**Work request**:
Please return only the lines between the line with "simplified polygon, straight" and the final line of the entries, both included, and exclude pictures.

**Input**:
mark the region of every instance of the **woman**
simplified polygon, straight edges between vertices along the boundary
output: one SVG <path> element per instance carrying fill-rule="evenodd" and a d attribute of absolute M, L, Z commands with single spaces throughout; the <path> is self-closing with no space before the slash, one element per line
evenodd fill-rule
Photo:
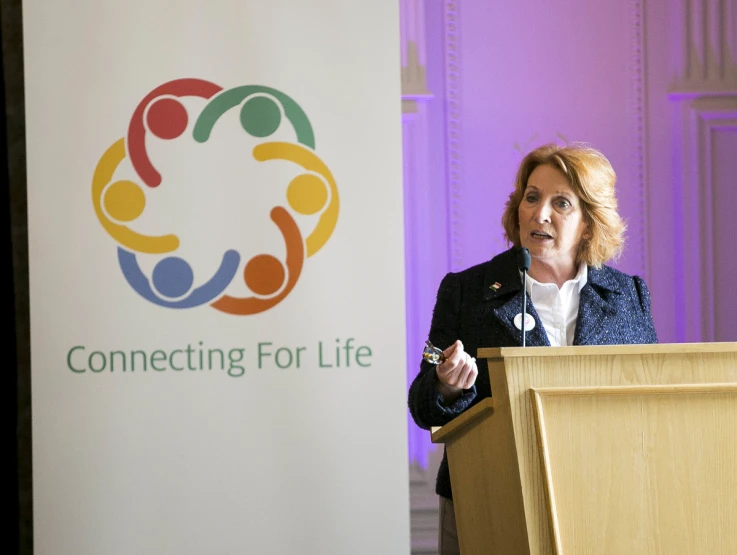
<path fill-rule="evenodd" d="M 440 284 L 429 339 L 445 360 L 423 361 L 410 386 L 418 426 L 447 424 L 491 395 L 486 361 L 474 358 L 480 347 L 521 345 L 520 247 L 531 256 L 527 345 L 657 342 L 645 282 L 604 265 L 624 241 L 615 182 L 604 155 L 584 145 L 545 145 L 524 158 L 502 217 L 514 247 Z M 445 455 L 436 492 L 440 553 L 458 553 Z"/>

**Response to the exercise**:
simplified polygon, straight edges between vertices along the boundary
output: one SVG <path> element per instance carrying fill-rule="evenodd" and a d attribute of absolute M, L, Z commands with single spaces throughout; the <path> is self-closing with no space before the slash, one element per line
evenodd fill-rule
Photo:
<path fill-rule="evenodd" d="M 440 284 L 429 339 L 445 360 L 423 361 L 410 386 L 418 426 L 447 424 L 491 395 L 486 361 L 474 358 L 480 347 L 521 345 L 520 247 L 531 256 L 527 345 L 657 342 L 645 282 L 604 265 L 624 241 L 615 182 L 604 155 L 584 145 L 545 145 L 524 158 L 502 217 L 514 247 Z M 445 455 L 436 492 L 440 553 L 458 553 Z"/>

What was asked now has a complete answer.